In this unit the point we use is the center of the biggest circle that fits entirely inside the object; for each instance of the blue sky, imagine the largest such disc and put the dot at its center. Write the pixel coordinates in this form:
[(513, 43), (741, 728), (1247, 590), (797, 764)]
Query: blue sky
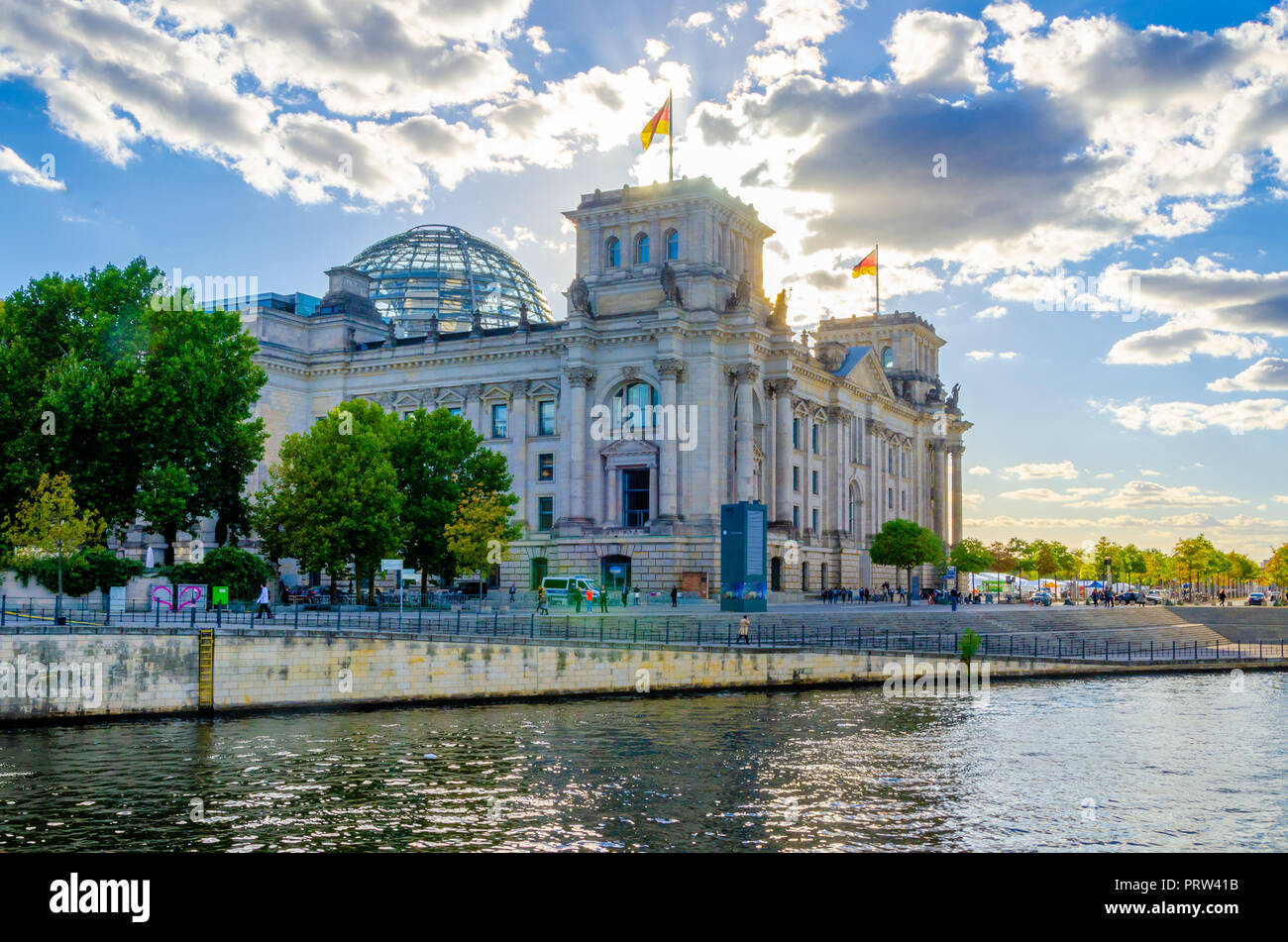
[(1142, 146)]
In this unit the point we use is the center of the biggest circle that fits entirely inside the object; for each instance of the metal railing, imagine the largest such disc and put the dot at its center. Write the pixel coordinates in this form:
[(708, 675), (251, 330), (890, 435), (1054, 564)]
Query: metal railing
[(638, 631)]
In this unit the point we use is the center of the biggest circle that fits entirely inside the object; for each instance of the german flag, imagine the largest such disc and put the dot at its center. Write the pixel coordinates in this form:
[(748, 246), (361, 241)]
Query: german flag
[(661, 124), (867, 266)]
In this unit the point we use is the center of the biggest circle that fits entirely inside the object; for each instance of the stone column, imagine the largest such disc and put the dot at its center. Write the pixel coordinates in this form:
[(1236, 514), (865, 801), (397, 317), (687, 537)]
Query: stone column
[(475, 408), (669, 461), (832, 465), (580, 378), (745, 376), (940, 493), (519, 437), (784, 452), (956, 451)]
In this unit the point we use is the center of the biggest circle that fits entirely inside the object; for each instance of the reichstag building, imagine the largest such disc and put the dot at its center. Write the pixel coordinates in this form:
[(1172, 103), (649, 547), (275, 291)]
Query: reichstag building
[(671, 385)]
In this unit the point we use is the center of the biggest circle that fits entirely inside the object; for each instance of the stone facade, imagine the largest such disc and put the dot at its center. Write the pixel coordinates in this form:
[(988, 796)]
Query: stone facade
[(674, 385)]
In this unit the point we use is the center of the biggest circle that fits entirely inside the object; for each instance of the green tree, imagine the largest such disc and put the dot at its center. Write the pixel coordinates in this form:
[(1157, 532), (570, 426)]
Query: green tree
[(1131, 562), (333, 502), (1193, 556), (50, 523), (1276, 569), (121, 387), (438, 460), (905, 545), (481, 532), (971, 556)]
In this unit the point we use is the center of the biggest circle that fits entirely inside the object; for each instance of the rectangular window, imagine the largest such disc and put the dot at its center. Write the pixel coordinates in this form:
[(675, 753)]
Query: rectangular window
[(546, 417)]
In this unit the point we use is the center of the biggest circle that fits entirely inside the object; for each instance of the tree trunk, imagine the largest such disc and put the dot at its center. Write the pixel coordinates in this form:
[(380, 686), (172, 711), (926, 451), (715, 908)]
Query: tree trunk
[(171, 534)]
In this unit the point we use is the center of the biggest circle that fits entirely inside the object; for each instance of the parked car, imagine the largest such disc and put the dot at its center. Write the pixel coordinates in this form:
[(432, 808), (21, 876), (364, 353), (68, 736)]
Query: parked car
[(559, 585)]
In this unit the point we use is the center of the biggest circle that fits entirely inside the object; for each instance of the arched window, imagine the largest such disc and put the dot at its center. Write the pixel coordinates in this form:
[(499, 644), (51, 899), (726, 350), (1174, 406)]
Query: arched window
[(632, 407)]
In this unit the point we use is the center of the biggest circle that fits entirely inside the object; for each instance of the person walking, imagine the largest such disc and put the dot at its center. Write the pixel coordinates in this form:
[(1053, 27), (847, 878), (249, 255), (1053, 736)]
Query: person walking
[(263, 602)]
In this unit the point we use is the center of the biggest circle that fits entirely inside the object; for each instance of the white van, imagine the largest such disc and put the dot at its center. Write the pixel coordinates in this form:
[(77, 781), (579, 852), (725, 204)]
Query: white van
[(559, 585)]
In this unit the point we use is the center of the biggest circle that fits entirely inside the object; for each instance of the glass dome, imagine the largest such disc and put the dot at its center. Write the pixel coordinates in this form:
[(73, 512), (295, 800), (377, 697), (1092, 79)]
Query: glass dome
[(443, 271)]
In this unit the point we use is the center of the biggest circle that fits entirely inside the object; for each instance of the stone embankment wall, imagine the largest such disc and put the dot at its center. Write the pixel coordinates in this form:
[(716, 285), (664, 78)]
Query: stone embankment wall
[(158, 675)]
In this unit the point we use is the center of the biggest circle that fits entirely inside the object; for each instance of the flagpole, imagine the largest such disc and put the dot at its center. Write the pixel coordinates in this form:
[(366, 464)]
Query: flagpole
[(876, 251), (670, 139)]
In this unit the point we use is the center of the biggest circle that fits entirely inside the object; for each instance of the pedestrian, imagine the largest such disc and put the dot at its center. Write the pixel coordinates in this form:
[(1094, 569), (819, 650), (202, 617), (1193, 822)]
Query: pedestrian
[(263, 602)]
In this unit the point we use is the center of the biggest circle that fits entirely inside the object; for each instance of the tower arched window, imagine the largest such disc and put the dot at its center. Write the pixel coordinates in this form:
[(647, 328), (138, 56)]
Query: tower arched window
[(634, 407)]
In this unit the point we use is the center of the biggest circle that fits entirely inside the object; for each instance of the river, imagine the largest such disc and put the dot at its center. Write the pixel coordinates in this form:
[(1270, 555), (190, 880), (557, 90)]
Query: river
[(1175, 762)]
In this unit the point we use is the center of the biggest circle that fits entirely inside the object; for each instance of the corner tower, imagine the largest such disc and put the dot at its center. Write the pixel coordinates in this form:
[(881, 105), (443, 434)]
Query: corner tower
[(711, 240)]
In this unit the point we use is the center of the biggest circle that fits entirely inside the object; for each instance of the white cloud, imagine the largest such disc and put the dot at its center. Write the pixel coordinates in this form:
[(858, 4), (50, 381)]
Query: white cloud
[(241, 84), (1176, 417), (1176, 343), (537, 38), (655, 50), (938, 52), (22, 174), (1042, 470), (1265, 374)]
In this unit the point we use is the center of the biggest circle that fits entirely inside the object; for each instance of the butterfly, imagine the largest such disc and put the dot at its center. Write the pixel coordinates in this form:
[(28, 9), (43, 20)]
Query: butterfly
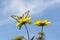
[(21, 17)]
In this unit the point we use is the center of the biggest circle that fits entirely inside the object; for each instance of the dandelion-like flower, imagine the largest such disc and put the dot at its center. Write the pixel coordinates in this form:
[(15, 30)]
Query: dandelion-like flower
[(23, 21), (42, 23)]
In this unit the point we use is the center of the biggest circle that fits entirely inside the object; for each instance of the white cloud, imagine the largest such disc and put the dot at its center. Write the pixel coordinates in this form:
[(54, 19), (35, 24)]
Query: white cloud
[(21, 6)]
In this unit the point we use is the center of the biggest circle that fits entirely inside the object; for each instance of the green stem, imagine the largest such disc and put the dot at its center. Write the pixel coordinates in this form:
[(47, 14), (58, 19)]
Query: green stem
[(27, 31), (42, 33)]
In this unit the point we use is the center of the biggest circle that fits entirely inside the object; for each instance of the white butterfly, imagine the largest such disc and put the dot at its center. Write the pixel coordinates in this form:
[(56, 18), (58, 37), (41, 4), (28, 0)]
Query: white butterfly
[(21, 17)]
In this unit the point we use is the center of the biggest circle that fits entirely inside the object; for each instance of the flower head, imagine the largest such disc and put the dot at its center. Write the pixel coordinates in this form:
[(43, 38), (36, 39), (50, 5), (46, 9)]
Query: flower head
[(23, 21), (42, 23), (19, 38)]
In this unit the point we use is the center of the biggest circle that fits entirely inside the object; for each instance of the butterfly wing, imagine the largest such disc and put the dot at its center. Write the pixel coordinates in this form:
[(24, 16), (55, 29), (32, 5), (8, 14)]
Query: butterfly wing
[(25, 14)]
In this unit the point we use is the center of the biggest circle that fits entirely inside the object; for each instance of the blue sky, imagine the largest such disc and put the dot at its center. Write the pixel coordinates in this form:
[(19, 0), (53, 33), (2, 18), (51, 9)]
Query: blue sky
[(39, 9)]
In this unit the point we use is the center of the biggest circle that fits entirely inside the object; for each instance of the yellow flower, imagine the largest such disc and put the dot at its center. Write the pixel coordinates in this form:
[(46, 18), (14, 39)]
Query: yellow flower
[(23, 21), (19, 38), (42, 23)]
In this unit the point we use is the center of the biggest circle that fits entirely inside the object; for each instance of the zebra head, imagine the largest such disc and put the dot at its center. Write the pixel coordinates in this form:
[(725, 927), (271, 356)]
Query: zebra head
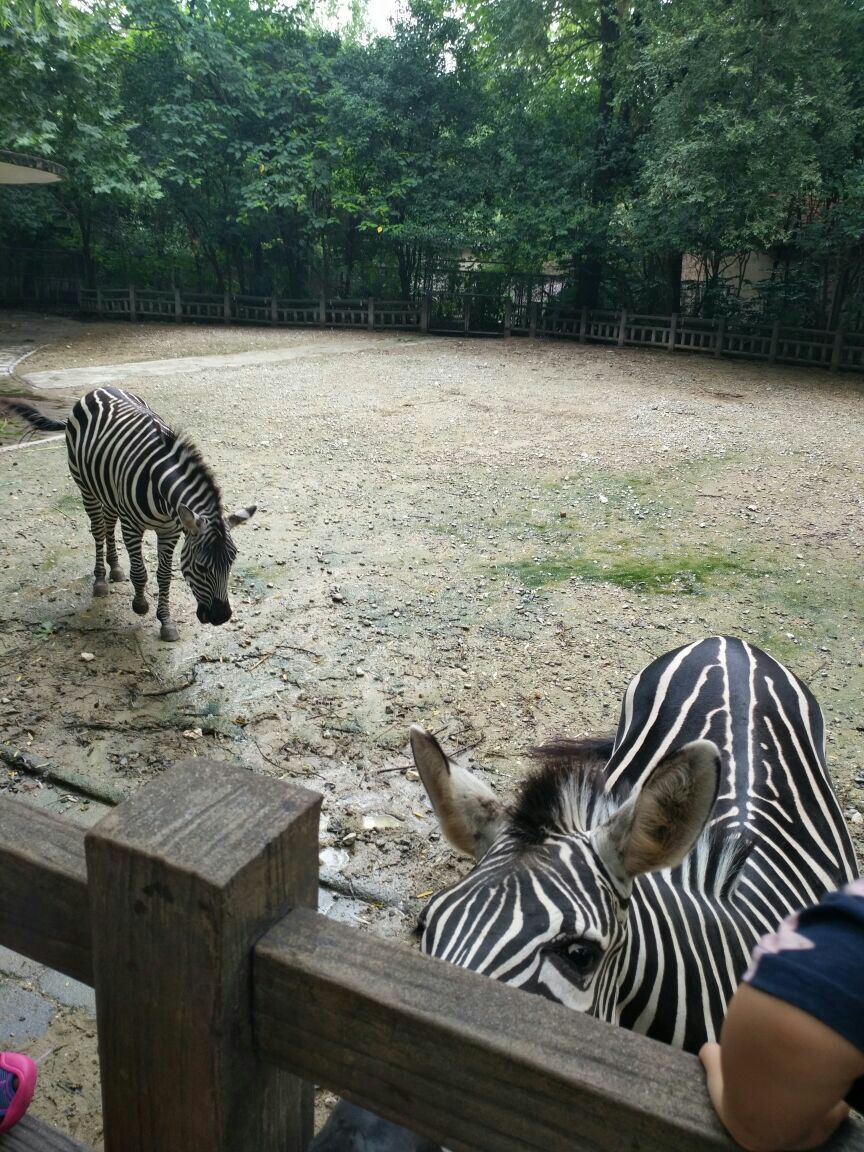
[(546, 906), (206, 559)]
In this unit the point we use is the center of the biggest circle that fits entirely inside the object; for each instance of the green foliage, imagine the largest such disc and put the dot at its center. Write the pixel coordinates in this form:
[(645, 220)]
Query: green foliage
[(247, 144)]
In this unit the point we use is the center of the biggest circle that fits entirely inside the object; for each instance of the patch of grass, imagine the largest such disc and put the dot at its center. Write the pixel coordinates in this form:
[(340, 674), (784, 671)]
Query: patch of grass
[(69, 501), (46, 628), (659, 575)]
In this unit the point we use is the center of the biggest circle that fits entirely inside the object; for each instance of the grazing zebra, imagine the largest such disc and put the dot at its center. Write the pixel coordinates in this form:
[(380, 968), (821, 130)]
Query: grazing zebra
[(631, 879), (131, 467)]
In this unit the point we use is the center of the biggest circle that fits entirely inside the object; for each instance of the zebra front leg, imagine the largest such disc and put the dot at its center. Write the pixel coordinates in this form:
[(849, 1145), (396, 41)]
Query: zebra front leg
[(165, 550), (138, 573), (96, 512), (111, 546)]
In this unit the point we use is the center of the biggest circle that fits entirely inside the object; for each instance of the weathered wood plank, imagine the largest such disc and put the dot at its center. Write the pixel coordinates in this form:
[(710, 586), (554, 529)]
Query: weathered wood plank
[(467, 1061), (44, 909), (184, 877), (31, 1135)]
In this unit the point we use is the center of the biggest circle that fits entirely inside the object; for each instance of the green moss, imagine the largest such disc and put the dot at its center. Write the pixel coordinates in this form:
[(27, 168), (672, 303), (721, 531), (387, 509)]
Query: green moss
[(660, 574)]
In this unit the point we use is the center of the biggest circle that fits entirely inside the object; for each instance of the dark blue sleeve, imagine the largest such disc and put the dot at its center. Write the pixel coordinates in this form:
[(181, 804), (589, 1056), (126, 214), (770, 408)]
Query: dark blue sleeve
[(816, 962)]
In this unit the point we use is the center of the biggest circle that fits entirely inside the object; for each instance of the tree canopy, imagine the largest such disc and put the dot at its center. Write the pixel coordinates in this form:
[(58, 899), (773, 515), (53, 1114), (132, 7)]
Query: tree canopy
[(636, 149)]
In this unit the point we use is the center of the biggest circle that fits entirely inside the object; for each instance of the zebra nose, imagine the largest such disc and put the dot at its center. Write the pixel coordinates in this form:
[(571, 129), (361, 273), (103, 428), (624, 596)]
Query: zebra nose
[(219, 612)]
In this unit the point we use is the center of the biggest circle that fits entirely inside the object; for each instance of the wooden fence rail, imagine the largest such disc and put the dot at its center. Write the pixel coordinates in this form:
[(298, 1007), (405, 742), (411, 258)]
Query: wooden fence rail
[(221, 995), (442, 313)]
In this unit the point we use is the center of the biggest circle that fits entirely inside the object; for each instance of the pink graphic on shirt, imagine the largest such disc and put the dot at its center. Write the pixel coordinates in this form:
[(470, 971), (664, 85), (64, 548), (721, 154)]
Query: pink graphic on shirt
[(786, 939)]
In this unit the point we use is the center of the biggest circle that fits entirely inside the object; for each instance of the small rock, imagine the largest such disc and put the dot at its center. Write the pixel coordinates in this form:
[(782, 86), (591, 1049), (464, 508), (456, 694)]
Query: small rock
[(379, 820)]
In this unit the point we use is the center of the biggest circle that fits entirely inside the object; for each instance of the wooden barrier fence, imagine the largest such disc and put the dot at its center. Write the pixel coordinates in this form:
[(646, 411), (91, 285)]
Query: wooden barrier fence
[(442, 313), (222, 995)]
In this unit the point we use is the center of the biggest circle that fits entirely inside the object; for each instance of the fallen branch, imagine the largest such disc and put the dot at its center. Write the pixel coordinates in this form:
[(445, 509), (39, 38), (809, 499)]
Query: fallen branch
[(63, 777), (173, 688), (264, 755), (369, 893)]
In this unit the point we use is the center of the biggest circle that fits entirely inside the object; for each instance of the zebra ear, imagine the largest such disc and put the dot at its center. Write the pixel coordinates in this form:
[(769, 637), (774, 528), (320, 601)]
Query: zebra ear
[(190, 523), (658, 826), (469, 812), (241, 515)]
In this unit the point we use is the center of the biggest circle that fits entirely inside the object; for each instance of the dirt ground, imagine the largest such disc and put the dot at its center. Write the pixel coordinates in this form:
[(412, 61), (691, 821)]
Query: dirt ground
[(487, 537)]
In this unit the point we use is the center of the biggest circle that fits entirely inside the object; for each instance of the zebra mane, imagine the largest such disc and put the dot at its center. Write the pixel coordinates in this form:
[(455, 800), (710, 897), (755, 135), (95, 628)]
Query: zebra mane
[(567, 793), (188, 453)]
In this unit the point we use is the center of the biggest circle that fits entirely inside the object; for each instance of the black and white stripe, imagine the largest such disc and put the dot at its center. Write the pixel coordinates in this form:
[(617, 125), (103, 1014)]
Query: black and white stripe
[(130, 467), (560, 903)]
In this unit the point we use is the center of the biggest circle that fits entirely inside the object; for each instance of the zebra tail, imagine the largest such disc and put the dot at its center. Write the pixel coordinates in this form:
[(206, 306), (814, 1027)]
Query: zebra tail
[(32, 416)]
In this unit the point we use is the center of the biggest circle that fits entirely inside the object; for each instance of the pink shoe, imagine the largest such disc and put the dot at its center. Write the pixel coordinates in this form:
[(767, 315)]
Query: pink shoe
[(17, 1081)]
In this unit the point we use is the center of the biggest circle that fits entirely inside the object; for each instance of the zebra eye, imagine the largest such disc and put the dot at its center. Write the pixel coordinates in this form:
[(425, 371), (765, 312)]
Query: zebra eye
[(581, 955)]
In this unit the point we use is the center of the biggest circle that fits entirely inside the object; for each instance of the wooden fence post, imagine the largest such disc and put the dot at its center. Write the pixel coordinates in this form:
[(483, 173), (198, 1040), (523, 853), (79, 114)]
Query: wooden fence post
[(719, 335), (622, 328), (184, 878), (836, 351), (774, 341)]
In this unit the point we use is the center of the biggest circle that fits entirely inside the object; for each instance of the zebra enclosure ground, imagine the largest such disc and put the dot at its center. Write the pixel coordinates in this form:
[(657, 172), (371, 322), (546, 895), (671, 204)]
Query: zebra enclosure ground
[(484, 537), (130, 467)]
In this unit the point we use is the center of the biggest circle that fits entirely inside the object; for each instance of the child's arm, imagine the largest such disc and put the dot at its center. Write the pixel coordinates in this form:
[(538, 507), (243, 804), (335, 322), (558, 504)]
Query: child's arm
[(779, 1076)]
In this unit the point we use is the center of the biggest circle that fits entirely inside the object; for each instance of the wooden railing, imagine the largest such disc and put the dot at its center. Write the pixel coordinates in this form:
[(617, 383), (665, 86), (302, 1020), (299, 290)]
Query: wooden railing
[(467, 315), (222, 995)]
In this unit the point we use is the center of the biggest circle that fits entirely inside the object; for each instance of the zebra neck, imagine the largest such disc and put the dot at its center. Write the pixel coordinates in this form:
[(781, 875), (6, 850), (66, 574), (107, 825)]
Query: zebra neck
[(186, 479)]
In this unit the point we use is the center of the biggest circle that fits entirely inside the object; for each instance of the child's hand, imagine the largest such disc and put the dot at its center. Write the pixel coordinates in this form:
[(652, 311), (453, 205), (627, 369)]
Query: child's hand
[(780, 1076)]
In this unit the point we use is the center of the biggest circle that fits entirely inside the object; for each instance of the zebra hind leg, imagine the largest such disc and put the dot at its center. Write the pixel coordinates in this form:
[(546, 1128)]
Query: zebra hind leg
[(165, 551), (138, 573), (96, 512), (111, 545)]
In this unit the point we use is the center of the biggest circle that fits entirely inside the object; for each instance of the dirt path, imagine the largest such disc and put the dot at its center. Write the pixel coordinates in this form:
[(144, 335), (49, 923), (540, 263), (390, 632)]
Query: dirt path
[(486, 537)]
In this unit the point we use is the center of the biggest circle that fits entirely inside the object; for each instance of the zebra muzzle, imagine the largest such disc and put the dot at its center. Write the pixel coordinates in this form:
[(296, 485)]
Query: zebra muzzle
[(218, 613)]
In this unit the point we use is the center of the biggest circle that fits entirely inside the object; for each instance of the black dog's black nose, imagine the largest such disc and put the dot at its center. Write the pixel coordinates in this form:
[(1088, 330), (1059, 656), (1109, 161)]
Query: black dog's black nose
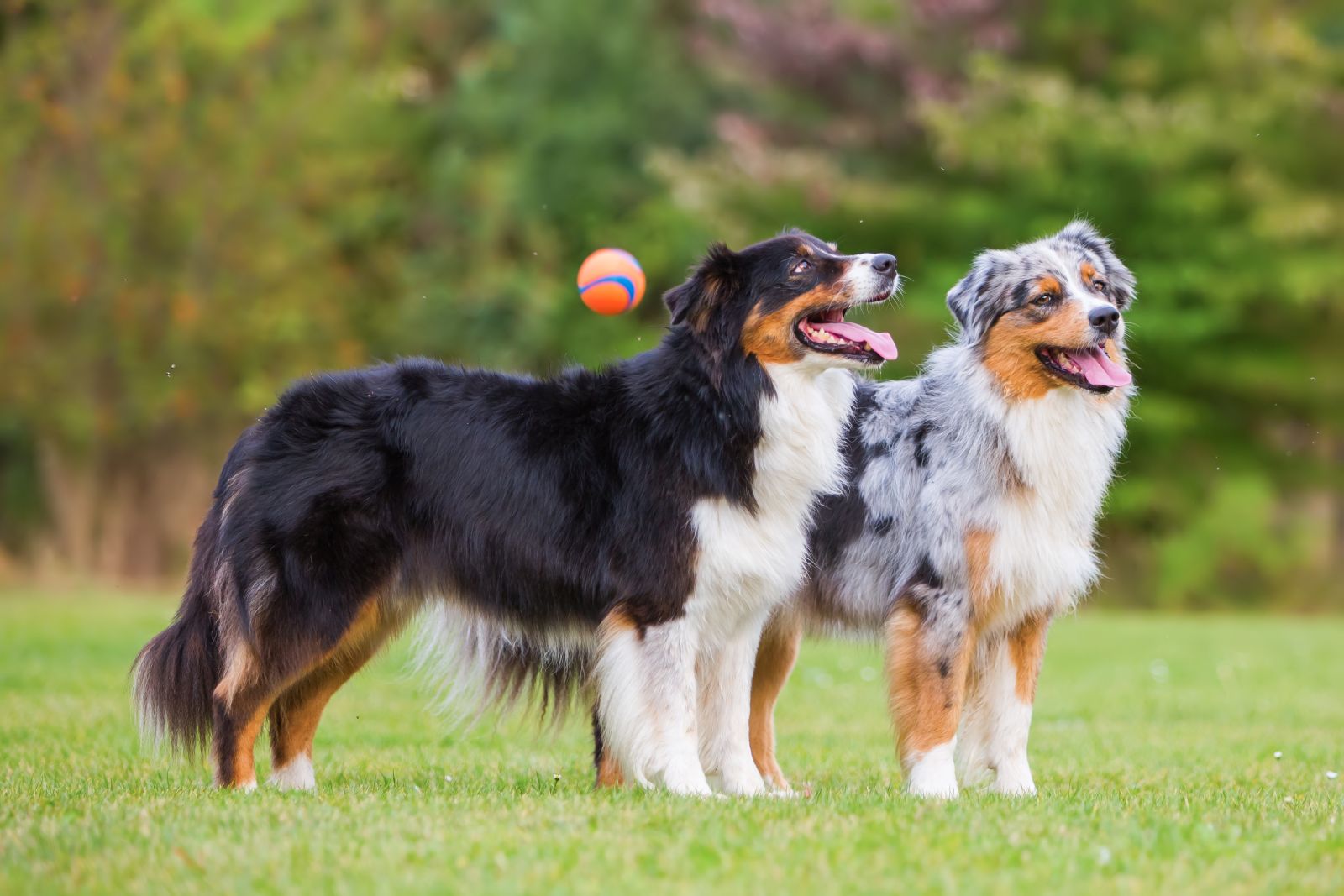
[(1104, 317), (884, 264)]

= = = = =

> **WHAT YOU NEED TO DO**:
Recast everything from the line containing "zebra muzzle, imagine" down to the end of the items as a JSON list of strings, one string per line, with blank lines and the pictures left out.

> **ANSWER TO THE EXERCISE**:
[
  "In this unit the point we use is the center of the biggest circle that fits entirely inside the object; for each instance of the zebra muzzle, imagine the largest such disc and put the dot at its center. Write the pixel coordinates in this form:",
  "[(296, 485)]",
  "Query: zebra muzzle",
  "[(218, 613)]",
  "In this unit the point we use is the center of the biggest circle that fits entirely inside the object; for each instance of the black dog's black nose, imagine the largest such disc and put the dot at its center. Write the pixel coordinates in this form:",
  "[(1088, 330), (1059, 656), (1109, 161)]",
  "Query: black dog's black nose",
  "[(1104, 317), (884, 264)]"
]